# WHAT IS BEING ASKED
Copy the entire news article on veterans with PTSD and heart risk factors, word for word.

# PASSAGE

Thursday, August 6, 2009

Vets With PTSD More Prone to Heart Risk Factors

Young Vets With PTSD Are More Prone
to Heart Risk Factors!!!
Researcher suspects mental health issues may lead
to unhealthy habits...By
Kathleen Doheny, Health Day Reporter

TUESDAY, Aug. 4 (Health Day News) -- Veterans
of the Iraq and Afghanistan conflicts who have
mental health problems such as post-traumatic
stress disorder (PTSD) are also at higher risk for
having cardiovascular disease risk factors, a new
study suggests.

While previous studies have found that those
with PTSD, a common mental health problem
among veterans who have seen combat, are at
increased risk of developing and dying from
cardiovascular disease, risk factors for heart
attack and stroke have not been evaluated in
this group, said Dr. Beth E. Cohen, an assistant
professor of medicine at the University of
California San Francisco and staff physician at
the San Francisco VA Medical Center.
Cohen led the study, published in the Aug. 5 issue
of the Journal of the American Medical Association.

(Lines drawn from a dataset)

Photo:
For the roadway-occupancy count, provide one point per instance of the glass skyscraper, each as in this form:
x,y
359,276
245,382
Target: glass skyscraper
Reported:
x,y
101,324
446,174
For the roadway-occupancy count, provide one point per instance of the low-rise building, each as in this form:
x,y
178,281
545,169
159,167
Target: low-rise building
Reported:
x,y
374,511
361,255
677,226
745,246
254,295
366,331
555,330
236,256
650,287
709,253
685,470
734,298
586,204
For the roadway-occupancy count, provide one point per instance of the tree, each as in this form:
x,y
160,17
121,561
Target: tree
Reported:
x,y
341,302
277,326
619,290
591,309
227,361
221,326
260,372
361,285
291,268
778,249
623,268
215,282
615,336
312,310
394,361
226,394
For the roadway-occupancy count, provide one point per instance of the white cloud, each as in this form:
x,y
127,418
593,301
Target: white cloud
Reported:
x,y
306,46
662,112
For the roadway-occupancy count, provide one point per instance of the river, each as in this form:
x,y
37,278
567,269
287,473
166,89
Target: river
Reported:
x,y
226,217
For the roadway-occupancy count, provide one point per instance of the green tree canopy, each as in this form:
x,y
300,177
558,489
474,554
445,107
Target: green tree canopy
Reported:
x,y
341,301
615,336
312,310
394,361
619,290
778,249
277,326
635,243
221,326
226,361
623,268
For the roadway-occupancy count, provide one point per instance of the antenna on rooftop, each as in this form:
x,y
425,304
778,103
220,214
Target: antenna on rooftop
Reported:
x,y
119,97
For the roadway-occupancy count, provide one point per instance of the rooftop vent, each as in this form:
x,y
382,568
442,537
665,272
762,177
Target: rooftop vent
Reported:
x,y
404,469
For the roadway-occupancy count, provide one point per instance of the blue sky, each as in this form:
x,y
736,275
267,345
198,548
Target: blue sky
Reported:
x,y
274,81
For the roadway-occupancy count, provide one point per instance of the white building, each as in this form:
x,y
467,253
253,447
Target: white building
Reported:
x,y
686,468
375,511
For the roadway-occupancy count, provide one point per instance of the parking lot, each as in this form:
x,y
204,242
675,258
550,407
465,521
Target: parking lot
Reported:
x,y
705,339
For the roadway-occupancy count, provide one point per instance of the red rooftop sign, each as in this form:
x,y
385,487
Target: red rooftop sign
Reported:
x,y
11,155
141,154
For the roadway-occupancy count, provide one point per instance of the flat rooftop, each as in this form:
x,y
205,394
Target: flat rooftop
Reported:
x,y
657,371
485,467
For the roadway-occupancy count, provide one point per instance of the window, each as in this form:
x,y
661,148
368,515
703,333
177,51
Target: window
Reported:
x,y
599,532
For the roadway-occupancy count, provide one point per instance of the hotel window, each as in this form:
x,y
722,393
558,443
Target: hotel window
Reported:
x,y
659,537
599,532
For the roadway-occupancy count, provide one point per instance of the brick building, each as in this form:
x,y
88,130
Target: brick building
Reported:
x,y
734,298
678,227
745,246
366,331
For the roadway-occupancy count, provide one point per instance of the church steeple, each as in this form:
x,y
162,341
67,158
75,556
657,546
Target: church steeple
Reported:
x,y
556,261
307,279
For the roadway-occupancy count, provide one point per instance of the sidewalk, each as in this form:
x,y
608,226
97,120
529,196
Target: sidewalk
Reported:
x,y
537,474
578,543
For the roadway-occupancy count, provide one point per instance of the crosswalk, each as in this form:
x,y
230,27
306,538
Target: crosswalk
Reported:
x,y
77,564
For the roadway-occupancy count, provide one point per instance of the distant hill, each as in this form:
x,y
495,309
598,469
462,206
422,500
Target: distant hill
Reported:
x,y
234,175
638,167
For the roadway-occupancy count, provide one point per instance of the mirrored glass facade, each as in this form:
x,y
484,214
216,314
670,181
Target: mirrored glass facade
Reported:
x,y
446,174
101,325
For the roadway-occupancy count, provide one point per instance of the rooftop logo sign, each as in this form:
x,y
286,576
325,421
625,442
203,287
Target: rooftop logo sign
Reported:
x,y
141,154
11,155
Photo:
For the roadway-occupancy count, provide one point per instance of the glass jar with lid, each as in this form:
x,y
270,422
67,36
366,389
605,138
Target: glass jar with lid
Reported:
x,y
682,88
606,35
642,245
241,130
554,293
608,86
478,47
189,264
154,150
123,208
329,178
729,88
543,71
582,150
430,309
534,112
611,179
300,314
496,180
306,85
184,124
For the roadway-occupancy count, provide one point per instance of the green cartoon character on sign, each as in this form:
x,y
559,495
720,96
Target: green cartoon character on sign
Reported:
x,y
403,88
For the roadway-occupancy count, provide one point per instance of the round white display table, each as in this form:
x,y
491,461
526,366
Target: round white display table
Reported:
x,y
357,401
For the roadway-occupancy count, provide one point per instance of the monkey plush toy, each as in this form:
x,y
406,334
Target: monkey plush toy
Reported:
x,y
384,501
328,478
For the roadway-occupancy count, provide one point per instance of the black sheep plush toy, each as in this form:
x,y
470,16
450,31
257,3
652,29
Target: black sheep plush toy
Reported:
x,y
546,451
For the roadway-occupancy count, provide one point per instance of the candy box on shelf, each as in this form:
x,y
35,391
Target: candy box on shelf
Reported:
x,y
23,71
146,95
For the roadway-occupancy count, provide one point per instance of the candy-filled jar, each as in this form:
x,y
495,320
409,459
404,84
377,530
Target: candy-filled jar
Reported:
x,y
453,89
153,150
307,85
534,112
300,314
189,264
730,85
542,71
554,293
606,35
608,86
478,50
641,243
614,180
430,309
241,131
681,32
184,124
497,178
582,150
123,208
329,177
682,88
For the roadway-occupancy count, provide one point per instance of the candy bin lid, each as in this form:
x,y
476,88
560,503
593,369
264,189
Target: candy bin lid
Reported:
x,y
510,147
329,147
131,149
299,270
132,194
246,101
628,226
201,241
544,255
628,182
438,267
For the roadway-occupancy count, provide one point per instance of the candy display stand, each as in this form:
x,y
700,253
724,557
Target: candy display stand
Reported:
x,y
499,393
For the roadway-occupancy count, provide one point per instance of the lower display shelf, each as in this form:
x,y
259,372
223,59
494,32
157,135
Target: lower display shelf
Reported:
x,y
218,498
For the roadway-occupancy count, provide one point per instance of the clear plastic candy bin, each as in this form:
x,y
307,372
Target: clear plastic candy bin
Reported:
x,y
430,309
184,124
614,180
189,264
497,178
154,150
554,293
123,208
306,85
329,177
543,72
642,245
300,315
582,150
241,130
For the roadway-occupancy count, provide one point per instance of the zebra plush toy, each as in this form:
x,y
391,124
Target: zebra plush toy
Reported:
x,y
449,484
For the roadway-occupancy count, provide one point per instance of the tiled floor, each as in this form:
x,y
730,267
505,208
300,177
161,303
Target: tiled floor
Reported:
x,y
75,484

# OUTPUT FOR THIS EXERCISE
Thursday, August 6, 2009

Vets With PTSD More Prone to Heart Risk Factors

Young Vets With PTSD Are More Prone
to Heart Risk Factors!!!
Researcher suspects mental health issues may lead
to unhealthy habits...By
Kathleen Doheny, Health Day Reporter

TUESDAY, Aug. 4 (Health Day News) -- Veterans
of the Iraq and Afghanistan conflicts who have
mental health problems such as post-traumatic
stress disorder (PTSD) are also at higher risk for
having cardiovascular disease risk factors, a new
study suggests.

While previous studies have found that those
with PTSD, a common mental health problem
among veterans who have seen combat, are at
increased risk of developing and dying from
cardiovascular disease, risk factors for heart
attack and stroke have not been evaluated in
this group, said Dr. Beth E. Cohen, an assistant
professor of medicine at the University of
California San Francisco and staff physician at
the San Francisco VA Medical Center.
Cohen led the study, published in the Aug. 5 issue
of the Journal of the American Medical Association.